* **Reading text**
........

Eat, drink, and ride the wave


* When, oh when, will I realize my dream of being on the Newbery committee?!
** Because baklava is one of my all-time favorite desserts...in those rare moments when I eat sweets.

6.18.2008

Alison at PW totally cheered me up

Why I Don't Want to Write about Kids' Books Today:

Reason #1

Reason #2 (and, gosh darn it, I love pretty* in the city!)

Why I Still Love Kids' Books and Kidlitbloggers:

Reason #1

Reason #2 (I commented that I'd make out with MT Anderson, Donna Jo Napoli, Shannon Hale, and Kadir Nelson...but other commenters reminded me that I'd also make out with Christopher Paul Curtis, Sarah Miller, Louise Rennison, and Gary Schmidt. 'Cause I'm kind of a whore that way...)

Lots of Food, Part III


I’m reading MFK Fisher’s The Gastronomical Me right now and it is rocking my world. I thought Ruth Reichl was brilliant while reading Garlic and Sapphires (and she still is); however, Fisher is leaving Reichl in the dust in the Great Food Writing Write-Off. I never thought food writing could be like this, where food and life and everything in between are so intricately woven together as to be indistinguishable from one another. Which is exactly how life is and Fisher has somehow captured that. There is nothing episodic about her writing, and she writes so beautifully about the people she encounters that, after they've left the narrative, you want to follow each of them to find out more about their story.

Because the prose is so tightly woven together, so fluid and connected, it's difficult to find a passage brief enough to include here. But I must give you some little delight from the book so here is a brief description of a meal that Fisher ate as a child with her sister and her father:

…it was one of the best meals we ever ate.

........

* **Written exercise A**
Write out the blog post above about kids' books and food writing word for word, in full.

* **Data to use**
........

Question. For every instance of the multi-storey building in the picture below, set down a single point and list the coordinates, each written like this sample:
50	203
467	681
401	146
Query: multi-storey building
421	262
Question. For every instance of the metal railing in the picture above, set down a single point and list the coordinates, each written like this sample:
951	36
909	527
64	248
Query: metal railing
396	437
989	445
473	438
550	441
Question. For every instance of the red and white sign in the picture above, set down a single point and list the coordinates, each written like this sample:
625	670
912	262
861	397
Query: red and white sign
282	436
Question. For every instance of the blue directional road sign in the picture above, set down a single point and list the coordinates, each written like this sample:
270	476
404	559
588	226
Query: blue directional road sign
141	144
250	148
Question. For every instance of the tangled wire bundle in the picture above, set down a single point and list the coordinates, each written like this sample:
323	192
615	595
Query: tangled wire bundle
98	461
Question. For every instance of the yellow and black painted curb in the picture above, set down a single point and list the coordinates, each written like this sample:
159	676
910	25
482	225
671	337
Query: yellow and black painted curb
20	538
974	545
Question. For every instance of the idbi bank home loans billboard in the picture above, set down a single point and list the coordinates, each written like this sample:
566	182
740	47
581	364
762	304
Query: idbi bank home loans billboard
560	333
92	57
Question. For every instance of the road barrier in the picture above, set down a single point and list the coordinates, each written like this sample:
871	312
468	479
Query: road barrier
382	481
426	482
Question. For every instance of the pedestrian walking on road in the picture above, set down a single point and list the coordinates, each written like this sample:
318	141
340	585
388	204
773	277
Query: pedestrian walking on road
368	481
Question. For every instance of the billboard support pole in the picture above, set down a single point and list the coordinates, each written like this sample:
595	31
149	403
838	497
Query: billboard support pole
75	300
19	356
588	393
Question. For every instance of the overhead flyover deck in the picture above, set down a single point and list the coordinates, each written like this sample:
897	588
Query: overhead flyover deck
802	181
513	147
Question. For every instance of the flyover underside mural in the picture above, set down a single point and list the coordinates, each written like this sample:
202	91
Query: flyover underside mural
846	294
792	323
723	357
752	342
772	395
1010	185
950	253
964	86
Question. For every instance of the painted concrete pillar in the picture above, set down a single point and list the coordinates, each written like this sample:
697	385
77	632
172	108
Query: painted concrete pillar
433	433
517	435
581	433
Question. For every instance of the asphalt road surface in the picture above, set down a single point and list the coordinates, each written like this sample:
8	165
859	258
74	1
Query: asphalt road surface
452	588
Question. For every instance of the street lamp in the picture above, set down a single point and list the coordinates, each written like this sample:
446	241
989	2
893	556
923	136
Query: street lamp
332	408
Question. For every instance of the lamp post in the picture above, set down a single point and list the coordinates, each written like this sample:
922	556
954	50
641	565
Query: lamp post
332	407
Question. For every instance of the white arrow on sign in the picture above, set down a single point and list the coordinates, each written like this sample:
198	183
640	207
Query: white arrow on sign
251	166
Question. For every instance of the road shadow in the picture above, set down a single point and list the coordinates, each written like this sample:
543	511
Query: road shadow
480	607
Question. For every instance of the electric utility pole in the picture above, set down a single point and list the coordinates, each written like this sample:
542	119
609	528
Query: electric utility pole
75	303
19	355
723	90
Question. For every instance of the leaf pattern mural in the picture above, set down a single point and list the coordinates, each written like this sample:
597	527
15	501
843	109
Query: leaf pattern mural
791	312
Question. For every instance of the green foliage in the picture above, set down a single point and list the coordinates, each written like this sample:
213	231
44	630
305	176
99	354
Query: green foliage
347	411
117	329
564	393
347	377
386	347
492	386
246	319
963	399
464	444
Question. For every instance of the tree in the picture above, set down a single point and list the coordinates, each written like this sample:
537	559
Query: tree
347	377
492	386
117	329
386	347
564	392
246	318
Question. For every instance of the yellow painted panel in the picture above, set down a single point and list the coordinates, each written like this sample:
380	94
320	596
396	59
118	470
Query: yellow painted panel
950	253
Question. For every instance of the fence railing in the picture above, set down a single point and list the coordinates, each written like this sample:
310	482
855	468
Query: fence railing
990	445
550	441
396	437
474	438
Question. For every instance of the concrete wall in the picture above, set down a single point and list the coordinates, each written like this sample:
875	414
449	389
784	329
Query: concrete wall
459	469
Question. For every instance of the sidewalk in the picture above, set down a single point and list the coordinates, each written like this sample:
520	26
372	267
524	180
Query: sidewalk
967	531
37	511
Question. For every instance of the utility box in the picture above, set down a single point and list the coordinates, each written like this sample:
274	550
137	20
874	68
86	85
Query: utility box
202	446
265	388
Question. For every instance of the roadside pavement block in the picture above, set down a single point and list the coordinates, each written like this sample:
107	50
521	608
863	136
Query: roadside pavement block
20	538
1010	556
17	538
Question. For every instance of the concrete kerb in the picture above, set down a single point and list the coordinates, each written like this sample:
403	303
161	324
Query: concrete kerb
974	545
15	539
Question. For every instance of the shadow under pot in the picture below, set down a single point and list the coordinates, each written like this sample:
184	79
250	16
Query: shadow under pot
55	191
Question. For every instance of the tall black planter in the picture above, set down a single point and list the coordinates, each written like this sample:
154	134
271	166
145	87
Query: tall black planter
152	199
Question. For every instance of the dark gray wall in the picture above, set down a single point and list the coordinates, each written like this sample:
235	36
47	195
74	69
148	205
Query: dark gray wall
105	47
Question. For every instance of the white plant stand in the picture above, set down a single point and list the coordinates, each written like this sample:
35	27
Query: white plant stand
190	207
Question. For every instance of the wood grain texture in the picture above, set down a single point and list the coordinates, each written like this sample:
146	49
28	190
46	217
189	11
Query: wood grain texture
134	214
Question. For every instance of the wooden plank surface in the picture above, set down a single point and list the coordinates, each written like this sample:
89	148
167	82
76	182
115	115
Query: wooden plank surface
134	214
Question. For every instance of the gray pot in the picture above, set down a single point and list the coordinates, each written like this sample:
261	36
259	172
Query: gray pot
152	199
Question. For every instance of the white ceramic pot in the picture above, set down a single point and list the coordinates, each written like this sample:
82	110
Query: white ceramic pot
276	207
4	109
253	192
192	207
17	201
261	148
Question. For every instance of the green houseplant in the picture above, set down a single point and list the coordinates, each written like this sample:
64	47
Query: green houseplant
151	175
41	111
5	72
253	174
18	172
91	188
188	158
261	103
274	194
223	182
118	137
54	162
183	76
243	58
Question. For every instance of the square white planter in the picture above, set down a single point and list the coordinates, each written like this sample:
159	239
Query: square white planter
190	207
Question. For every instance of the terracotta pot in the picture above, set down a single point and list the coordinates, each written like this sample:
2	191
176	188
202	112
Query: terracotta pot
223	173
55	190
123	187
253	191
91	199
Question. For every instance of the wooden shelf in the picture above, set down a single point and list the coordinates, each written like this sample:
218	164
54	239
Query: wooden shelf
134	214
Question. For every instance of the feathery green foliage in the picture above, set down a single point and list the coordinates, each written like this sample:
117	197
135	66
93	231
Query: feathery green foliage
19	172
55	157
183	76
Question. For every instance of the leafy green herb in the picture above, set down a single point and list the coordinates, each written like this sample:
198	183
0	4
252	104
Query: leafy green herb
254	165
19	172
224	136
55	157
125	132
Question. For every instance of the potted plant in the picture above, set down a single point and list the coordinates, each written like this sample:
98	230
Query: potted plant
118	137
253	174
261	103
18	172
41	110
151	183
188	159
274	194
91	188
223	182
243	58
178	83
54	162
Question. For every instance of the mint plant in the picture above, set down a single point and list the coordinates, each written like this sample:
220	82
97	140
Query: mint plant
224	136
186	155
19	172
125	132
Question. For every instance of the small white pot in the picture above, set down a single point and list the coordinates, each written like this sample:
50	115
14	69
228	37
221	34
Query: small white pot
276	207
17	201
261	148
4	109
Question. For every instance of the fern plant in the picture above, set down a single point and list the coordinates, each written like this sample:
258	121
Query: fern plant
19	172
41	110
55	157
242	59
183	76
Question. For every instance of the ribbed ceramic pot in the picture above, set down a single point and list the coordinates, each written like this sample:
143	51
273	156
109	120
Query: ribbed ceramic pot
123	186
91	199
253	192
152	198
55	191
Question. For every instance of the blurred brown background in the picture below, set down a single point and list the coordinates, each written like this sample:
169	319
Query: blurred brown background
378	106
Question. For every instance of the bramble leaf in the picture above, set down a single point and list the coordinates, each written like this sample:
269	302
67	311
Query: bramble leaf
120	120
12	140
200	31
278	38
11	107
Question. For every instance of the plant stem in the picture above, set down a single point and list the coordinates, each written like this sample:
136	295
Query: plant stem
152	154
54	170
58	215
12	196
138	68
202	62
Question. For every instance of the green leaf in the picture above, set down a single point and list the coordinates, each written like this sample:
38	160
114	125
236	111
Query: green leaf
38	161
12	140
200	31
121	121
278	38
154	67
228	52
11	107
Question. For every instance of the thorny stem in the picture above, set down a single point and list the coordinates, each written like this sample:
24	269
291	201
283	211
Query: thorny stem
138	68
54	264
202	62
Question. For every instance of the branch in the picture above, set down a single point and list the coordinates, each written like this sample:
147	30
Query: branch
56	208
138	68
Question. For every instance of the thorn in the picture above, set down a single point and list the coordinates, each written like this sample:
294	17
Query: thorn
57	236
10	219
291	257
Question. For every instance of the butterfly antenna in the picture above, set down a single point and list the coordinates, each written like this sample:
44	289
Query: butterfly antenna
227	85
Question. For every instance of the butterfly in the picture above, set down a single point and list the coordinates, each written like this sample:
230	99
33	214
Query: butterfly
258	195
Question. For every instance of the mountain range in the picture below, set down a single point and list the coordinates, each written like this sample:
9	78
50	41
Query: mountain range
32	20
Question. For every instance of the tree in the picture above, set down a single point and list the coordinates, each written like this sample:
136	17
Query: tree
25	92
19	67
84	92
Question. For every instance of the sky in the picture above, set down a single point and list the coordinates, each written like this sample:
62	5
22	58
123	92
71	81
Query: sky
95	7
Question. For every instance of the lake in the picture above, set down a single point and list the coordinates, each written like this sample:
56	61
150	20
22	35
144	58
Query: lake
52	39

........

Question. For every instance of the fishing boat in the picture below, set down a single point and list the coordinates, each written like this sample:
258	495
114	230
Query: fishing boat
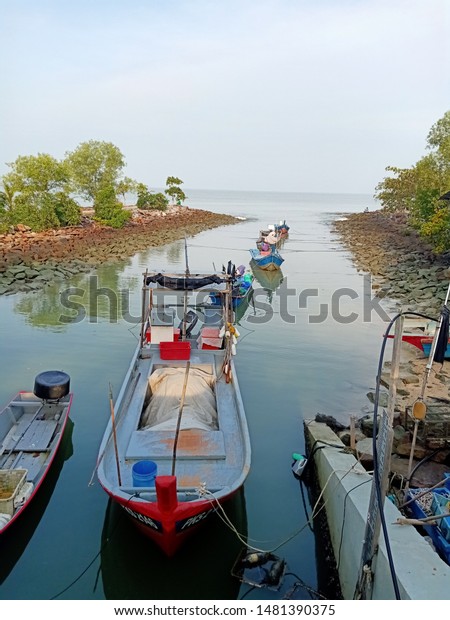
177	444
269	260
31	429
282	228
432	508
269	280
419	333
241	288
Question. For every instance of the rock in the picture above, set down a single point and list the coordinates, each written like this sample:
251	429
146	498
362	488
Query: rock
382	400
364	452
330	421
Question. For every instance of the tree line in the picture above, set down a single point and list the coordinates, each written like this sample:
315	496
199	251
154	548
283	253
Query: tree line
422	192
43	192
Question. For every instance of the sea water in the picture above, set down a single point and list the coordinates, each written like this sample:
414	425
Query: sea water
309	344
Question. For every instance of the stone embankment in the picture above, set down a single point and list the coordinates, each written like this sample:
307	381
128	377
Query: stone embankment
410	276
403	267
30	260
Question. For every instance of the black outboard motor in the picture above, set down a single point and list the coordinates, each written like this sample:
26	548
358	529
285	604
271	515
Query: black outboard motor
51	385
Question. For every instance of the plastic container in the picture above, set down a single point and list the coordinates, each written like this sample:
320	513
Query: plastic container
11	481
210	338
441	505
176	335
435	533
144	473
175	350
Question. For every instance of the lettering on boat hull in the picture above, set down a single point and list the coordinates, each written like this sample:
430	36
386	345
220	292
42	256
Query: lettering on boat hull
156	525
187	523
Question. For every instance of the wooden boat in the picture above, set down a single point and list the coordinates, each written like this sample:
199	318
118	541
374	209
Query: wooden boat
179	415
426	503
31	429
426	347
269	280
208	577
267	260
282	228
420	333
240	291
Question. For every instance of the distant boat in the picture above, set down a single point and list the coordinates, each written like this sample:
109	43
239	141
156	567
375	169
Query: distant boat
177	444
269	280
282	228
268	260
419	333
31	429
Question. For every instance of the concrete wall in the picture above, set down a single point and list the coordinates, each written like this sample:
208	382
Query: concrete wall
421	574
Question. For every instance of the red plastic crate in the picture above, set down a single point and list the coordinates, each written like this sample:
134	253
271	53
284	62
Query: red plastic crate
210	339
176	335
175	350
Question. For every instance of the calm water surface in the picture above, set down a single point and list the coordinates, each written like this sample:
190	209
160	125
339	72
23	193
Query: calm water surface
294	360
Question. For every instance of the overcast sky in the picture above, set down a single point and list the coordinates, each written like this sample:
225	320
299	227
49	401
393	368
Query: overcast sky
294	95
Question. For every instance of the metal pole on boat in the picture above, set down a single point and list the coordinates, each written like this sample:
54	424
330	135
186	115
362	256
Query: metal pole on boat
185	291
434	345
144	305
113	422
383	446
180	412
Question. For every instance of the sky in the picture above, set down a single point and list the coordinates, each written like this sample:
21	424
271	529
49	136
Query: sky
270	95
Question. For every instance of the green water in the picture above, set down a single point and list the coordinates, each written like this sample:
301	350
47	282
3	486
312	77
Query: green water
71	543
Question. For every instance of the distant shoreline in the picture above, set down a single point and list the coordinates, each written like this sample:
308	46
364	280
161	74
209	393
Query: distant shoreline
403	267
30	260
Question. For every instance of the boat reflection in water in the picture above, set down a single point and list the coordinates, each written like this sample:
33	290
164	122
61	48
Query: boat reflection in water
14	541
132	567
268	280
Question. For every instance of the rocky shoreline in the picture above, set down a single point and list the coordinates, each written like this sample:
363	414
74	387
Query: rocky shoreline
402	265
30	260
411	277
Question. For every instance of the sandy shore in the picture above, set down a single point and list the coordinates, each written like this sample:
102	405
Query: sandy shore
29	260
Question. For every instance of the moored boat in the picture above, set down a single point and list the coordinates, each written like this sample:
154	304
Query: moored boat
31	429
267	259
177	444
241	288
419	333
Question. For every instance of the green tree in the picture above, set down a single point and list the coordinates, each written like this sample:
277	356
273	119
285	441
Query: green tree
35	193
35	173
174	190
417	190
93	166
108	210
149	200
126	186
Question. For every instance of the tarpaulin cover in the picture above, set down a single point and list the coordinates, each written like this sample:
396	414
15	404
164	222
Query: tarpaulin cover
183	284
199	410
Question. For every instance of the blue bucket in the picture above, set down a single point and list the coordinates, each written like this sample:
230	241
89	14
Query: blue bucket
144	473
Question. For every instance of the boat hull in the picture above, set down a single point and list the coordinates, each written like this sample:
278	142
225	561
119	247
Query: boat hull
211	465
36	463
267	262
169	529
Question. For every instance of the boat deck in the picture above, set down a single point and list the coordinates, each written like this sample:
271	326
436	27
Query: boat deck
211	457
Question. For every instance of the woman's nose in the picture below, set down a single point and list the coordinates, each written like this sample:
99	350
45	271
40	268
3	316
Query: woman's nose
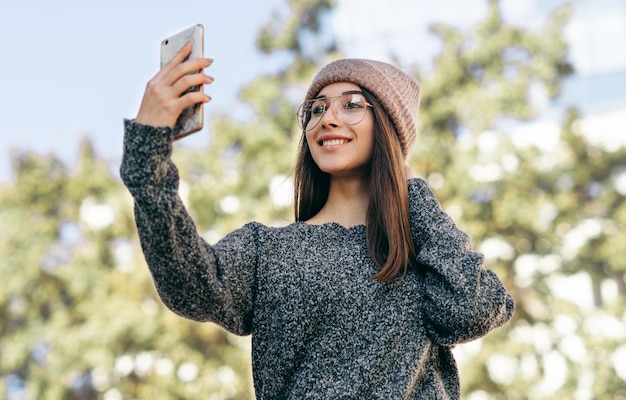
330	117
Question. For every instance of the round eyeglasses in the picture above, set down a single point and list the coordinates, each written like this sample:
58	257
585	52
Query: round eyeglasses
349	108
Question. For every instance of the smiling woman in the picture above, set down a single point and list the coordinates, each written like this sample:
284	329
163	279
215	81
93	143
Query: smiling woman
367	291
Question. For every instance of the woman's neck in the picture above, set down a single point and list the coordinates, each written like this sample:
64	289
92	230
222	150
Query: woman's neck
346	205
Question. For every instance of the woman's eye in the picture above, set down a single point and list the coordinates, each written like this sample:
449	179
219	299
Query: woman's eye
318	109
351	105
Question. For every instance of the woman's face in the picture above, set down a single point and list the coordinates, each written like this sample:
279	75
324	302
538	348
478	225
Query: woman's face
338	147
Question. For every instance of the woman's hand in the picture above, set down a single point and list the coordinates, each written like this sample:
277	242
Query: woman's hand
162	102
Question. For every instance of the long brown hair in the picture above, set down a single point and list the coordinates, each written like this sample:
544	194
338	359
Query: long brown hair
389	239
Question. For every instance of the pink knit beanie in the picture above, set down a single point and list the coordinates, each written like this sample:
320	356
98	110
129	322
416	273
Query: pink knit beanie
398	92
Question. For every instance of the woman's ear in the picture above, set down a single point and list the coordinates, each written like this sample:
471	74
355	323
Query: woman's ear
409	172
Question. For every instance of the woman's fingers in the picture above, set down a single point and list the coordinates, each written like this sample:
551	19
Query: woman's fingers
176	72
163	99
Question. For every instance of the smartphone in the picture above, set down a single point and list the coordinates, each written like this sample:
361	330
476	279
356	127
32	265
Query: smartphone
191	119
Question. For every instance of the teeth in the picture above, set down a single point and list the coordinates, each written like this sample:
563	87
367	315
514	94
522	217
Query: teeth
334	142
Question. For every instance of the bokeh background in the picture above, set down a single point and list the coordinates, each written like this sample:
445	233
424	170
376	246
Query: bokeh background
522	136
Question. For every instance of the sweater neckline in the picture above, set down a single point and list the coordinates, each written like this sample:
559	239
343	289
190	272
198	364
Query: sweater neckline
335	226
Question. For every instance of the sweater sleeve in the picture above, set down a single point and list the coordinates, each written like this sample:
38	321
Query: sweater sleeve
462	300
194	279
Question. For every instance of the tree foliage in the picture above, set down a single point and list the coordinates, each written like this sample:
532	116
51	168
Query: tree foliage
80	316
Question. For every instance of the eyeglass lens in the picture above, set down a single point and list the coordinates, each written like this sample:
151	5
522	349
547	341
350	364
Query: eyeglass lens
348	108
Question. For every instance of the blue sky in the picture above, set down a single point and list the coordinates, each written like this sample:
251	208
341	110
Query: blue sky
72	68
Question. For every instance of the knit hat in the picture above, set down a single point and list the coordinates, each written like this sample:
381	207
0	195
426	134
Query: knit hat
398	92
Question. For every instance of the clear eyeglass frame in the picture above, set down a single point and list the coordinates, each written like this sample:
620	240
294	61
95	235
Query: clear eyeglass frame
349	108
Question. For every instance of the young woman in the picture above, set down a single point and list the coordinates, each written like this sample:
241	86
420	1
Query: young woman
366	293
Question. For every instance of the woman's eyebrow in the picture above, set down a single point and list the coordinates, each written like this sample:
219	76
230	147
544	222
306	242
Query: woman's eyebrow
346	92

........

* **Written exercise B**
How many lines of the records contain the string "fern"? Reply with the number alone.

* **Expected output A**
Eat, drink, and ride the wave


* When, oh when, will I realize my dream of being on the Newbery committee?!
** Because baklava is one of my all-time favorite desserts...in those rare moments when I eat sweets.

6.18.2008

Alison at PW totally cheered me up

Why I Don't Want to Write about Kids' Books Today:

Reason #1

Reason #2 (and, gosh darn it, I love pretty* in the city!)

Why I Still Love Kids' Books and Kidlitbloggers:

Reason #1

Reason #2 (I commented that I'd make out with MT Anderson, Donna Jo Napoli, Shannon Hale, and Kadir Nelson...but other commenters reminded me that I'd also make out with Christopher Paul Curtis, Sarah Miller, Louise Rennison, and Gary Schmidt. 'Cause I'm kind of a whore that way...)

Lots of Food, Part III


I’m reading MFK Fisher’s The Gastronomical Me right now and it is rocking my world. I thought Ruth Reichl was brilliant while reading Garlic and Sapphires (and she still is); however, Fisher is leaving Reichl in the dust in the Great Food Writing Write-Off. I never thought food writing could be like this, where food and life and everything in between are so intricately woven together as to be indistinguishable from one another. Which is exactly how life is and Fisher has somehow captured that. There is nothing episodic about her writing, and she writes so beautifully about the people she encounters that, after they've left the narrative, you want to follow each of them to find out more about their story.

Because the prose is so tightly woven together, so fluid and connected, it's difficult to find a passage brief enough to include here. But I must give you some little delight from the book so here is a brief description of a meal that Fisher ate as a child with her sister and her father:

…it was one of the best meals we ever ate.

* **Expected output B**
2